Object pointing dataset rows –
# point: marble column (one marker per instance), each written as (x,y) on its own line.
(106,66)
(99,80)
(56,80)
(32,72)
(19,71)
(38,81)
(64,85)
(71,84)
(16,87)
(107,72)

Task statement –
Copy out the listing again line for line, keeping every character as it is.

Finished exercise –
# point: marble column (one marker per instance), each written as (x,y) on its own line.
(106,66)
(99,80)
(56,80)
(32,72)
(19,71)
(38,81)
(64,85)
(71,84)
(16,87)
(107,72)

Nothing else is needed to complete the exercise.